— İstenenler —
1. Sayfa metnindeki öğrenci andında "İlkem" başlığı altında sayılan ilkelerin hepsini sıralayın.
2. Sayfa metninin "İlköğretim okullarındaki tüm" sözcüklerini içeren yerden başlayıp "çalışkanım." ile biten bölümünü hiçbir değişiklik yapmadan yazın.
3. Sayfa metnine göre Millî Eğitim Bakanı, muhalif ya da muvafık herkesin üzerinde mutabık olduğu isimlerden biri olarak neden gösteriliyor?

— Sayfa Metni —
>>

Sözcü gazetesi, iki gün önce
manşetten Millî Eğitim Bakanı Ziya Selçuk’a
açık çağrı yaptı:
“Açılım yüzünden
kaldırılan andımız yeniden okunsun”
İlköğretim okullarındaki tüm
öğrencilere papağan gibi ezberlettirilip her sabah
okutturulan “Öğrenci andı”ndan söz
ediyorlar.
Hatırlayalım:
Türk’üm, doğruyum,
çalışkanım.
İlkem; küçüklerimi korumak,
büyüklerimi saymak, yurdumu, milletimi özümden çok
sevmektir.
Ülküm; yükselmek, ileri
gitmektir.
Ey büyük
Atatürk!
Açtığın yolda, gösterdiğin
hedefe, hiç durmadan yürüyeceğime and içerim.
Varlığım, Türk varlığına
armağan olsun.
Ne mutlu Türk’üm
diyene!
Sayın Millî Eğitim
Bakanı’nın sosyal demokrat olduğu
söyleniyor. Tabii ki bunun hiçbir sakıncası yok. Kendisi zaten
kalitesi, mesleğindeki başarıları, eğitim meselesine olan
hâkimiyeti nedeniyle muhalif ya da muvafık herkesin üzerinde
mutabık olduğu isimlerden biri. Bu hepimize umut verdi. Özellikle
de kabinenin oluşturulmasında diğer pek çok isimle birlikte hep
sözünü ettiğimiz LİYAKAT’ın öne
çıkması adına çok olumlu bir gelişmeydi.

<<

— Alıntılanan Kayıtlar —
>>

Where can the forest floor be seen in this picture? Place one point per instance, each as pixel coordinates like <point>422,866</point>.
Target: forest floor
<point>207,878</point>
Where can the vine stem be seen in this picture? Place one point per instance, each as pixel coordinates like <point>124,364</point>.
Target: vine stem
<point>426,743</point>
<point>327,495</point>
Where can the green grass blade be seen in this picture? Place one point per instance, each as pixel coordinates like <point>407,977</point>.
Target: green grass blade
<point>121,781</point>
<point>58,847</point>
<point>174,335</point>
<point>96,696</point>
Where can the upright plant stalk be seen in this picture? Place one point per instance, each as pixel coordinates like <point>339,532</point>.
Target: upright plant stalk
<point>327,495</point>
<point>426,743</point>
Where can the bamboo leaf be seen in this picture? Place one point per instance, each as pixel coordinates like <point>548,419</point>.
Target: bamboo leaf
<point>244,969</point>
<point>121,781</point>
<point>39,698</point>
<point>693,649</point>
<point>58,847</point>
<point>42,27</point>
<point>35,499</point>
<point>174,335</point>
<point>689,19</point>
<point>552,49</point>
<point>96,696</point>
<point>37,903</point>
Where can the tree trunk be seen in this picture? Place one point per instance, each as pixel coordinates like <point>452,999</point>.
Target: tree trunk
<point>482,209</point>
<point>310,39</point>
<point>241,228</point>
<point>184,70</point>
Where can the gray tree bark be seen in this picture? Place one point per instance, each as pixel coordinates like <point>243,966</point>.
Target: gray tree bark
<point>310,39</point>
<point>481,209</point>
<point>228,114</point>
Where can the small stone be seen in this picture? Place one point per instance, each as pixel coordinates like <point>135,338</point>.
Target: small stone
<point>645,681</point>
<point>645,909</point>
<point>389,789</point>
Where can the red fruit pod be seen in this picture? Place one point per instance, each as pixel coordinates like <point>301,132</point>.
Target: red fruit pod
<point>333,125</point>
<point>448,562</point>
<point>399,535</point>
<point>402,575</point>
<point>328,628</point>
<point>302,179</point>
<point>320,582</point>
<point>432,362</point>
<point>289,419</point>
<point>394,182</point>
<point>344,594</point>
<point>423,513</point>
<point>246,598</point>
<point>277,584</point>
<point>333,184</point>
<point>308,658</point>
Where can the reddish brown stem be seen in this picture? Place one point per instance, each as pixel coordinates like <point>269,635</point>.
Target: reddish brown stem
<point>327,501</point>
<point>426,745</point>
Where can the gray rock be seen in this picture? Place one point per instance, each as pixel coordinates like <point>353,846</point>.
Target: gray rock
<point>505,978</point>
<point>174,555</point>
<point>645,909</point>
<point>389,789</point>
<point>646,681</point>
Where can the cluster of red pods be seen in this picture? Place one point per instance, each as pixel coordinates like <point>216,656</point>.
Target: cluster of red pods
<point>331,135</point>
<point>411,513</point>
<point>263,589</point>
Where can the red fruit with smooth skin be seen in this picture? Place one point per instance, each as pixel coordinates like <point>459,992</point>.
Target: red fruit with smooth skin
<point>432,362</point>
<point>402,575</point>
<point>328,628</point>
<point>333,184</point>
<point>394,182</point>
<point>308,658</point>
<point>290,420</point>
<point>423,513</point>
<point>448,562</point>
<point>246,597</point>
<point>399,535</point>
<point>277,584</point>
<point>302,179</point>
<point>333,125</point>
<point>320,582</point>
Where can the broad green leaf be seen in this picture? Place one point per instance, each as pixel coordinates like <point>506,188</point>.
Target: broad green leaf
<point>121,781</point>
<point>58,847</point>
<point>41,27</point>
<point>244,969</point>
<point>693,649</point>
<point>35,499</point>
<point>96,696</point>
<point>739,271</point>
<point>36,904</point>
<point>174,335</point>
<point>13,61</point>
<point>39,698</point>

<<
>>

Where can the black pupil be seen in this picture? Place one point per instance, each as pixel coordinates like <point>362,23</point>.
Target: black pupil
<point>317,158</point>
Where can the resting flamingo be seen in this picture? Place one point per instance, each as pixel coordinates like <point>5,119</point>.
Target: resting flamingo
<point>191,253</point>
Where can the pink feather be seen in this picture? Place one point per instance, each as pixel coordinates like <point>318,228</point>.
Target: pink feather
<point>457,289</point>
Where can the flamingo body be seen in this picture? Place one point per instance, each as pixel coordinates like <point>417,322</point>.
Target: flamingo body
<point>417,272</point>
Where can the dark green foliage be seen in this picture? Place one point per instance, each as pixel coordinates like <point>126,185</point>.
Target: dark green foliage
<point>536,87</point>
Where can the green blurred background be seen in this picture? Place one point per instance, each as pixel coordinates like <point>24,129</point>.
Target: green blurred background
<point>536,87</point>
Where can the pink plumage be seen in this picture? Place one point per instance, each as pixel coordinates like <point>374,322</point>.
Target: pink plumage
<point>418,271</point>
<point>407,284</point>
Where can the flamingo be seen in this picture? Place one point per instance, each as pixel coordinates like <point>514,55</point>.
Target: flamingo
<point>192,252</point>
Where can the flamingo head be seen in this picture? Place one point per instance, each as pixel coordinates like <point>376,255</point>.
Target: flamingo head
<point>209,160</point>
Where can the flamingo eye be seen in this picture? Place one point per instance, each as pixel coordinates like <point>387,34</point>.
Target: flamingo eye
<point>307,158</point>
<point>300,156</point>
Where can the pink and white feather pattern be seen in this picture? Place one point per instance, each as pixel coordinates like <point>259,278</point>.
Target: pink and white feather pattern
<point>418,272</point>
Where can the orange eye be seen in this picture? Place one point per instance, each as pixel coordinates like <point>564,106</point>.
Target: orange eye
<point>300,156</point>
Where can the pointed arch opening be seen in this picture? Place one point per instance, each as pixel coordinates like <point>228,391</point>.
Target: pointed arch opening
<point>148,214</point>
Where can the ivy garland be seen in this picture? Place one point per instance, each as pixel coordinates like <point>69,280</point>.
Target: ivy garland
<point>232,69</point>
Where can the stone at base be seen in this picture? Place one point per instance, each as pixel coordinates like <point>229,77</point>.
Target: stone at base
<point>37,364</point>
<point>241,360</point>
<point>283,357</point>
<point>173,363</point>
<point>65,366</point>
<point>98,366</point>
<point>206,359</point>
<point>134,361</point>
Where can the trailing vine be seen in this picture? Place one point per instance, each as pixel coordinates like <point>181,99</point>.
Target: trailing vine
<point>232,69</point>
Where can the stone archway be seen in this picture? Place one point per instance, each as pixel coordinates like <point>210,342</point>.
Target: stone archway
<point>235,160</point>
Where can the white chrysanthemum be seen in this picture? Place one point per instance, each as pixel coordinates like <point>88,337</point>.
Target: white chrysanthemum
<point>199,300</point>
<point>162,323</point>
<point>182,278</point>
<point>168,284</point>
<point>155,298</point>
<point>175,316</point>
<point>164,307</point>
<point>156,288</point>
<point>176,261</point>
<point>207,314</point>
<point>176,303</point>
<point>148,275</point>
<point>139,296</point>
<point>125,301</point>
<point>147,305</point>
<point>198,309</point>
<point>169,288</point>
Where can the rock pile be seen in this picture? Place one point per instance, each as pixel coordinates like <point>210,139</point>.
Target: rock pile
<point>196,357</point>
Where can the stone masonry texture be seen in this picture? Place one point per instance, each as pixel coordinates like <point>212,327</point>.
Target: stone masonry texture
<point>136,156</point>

<<
>>

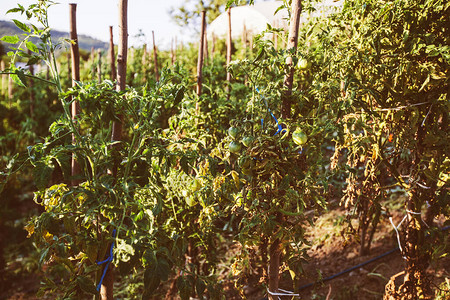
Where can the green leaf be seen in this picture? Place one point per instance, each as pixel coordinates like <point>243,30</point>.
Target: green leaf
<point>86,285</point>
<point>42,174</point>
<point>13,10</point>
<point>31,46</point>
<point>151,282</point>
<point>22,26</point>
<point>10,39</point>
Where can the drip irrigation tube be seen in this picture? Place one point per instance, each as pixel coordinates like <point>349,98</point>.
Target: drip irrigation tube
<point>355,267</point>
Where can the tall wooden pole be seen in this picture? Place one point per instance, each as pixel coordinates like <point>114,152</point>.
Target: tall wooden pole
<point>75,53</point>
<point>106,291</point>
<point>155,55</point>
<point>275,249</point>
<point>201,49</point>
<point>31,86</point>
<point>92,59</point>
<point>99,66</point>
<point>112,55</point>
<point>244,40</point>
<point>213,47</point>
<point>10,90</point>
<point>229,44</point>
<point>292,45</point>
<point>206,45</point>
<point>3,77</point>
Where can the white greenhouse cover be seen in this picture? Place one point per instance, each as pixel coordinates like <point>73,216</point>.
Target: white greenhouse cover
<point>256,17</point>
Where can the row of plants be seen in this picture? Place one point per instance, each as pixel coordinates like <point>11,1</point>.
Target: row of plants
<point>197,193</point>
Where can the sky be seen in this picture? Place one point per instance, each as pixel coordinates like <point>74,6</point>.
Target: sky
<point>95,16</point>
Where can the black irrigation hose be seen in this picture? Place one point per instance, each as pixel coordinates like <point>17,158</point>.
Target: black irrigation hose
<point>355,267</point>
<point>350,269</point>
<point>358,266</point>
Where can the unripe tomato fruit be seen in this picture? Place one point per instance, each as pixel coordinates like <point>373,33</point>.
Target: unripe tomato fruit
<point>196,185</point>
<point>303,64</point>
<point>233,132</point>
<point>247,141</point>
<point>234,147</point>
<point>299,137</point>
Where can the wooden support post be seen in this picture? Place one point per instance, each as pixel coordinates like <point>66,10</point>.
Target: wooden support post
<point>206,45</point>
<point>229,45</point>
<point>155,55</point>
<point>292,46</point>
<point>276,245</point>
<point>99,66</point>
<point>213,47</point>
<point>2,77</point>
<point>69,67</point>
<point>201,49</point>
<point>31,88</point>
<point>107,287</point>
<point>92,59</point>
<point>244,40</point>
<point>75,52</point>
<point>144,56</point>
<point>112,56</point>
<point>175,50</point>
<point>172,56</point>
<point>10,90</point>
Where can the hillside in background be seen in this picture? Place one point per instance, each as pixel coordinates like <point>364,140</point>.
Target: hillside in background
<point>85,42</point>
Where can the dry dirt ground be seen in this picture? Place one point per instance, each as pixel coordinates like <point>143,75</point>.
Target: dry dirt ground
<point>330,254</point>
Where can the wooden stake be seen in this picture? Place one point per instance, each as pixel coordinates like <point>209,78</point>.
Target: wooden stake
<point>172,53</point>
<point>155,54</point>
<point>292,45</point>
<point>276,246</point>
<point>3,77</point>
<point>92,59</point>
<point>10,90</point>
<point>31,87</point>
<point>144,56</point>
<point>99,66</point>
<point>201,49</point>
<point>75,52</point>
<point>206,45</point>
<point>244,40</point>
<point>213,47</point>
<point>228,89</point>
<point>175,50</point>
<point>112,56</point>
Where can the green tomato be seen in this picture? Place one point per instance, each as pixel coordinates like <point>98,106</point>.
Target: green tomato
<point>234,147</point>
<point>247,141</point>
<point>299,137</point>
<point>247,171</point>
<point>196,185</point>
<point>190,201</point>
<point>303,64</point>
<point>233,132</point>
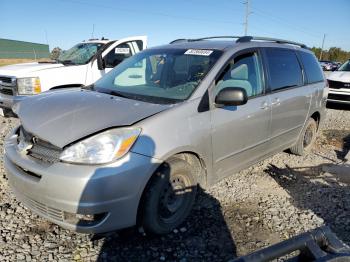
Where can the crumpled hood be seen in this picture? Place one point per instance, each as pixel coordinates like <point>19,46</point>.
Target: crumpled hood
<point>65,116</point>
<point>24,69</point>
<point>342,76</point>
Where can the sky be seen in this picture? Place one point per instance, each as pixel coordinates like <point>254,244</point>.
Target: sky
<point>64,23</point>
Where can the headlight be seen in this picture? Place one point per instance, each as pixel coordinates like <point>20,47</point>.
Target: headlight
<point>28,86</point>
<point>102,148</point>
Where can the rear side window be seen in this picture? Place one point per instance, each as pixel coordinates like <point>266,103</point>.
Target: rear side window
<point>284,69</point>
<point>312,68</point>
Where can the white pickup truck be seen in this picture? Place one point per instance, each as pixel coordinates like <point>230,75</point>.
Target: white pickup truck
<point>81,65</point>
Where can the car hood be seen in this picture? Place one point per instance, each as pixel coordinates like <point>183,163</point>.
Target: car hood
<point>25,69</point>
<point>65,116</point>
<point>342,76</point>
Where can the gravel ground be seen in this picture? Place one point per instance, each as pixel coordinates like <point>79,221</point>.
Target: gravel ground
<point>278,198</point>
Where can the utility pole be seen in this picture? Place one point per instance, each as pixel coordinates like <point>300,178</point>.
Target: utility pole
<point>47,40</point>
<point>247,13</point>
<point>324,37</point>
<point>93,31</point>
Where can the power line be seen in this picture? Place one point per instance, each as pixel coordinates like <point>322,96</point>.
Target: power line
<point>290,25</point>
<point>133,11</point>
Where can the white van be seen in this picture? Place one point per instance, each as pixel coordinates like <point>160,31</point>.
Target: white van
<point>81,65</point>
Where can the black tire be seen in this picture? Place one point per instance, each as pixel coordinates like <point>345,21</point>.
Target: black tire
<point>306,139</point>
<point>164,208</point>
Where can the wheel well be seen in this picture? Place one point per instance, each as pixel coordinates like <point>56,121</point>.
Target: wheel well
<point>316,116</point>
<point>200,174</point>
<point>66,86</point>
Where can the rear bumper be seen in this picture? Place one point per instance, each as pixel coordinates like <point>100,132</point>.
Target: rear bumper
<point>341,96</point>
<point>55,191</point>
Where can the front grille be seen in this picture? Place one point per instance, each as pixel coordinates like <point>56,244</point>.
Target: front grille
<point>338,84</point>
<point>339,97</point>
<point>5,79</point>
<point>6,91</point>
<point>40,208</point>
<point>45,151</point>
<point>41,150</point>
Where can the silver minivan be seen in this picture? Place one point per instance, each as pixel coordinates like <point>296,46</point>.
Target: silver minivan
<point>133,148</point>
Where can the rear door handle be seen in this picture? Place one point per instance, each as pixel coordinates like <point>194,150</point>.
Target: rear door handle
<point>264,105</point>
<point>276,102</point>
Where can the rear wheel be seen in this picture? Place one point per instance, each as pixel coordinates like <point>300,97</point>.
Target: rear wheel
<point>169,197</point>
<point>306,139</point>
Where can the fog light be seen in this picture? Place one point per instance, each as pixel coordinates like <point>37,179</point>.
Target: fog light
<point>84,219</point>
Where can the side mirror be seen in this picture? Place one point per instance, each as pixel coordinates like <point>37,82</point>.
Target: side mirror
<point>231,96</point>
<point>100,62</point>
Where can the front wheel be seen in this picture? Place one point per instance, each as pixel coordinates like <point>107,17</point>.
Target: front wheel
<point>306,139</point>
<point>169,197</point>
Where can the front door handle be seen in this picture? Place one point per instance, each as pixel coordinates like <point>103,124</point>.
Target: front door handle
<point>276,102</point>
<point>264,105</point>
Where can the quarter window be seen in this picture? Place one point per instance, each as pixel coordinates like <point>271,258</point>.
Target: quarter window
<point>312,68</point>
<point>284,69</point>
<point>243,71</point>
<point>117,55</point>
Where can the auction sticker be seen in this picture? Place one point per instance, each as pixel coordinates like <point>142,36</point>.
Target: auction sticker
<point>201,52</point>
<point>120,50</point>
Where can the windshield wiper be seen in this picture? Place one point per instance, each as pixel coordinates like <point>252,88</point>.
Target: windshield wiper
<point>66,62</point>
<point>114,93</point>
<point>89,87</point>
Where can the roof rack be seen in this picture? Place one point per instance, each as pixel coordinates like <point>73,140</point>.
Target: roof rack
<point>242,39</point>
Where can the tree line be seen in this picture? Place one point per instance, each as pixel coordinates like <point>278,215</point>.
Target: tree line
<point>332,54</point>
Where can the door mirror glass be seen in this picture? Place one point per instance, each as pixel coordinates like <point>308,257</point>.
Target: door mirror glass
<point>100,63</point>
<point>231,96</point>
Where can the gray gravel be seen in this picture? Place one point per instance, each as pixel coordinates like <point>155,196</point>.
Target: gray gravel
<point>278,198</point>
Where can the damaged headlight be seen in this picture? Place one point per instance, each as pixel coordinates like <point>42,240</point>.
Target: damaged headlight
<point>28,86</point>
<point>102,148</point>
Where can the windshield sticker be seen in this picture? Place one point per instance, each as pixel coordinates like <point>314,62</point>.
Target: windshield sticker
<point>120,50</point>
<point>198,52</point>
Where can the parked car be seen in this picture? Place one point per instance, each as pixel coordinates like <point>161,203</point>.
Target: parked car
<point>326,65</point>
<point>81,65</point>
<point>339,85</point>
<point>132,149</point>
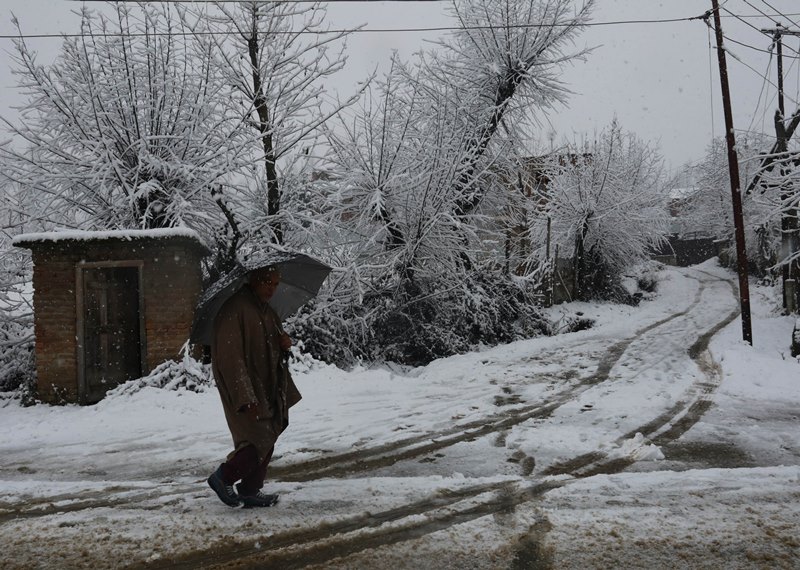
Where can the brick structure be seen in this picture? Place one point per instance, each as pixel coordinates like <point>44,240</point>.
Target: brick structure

<<

— Görev Bazında Çözümler —
1.
- küçüklerimi korumak
- büyüklerimi saymak
- yurdumu, milletimi özümden çok sevmek

2.
İlköğretim okullarındaki tüm
öğrencilere papağan gibi ezberlettirilip her sabah
okutturulan “Öğrenci andı”ndan söz
ediyorlar.
Hatırlayalım:
Türk’üm, doğruyum,
çalışkanım.

3. Bakan; kalitesi, mesleğindeki başarıları ve eğitim meselesine olan hâkimiyeti nedeniyle muhalif ya da muvafık herkesin üzerinde mutabık olduğu isimlerden biri olarak gösteriliyor.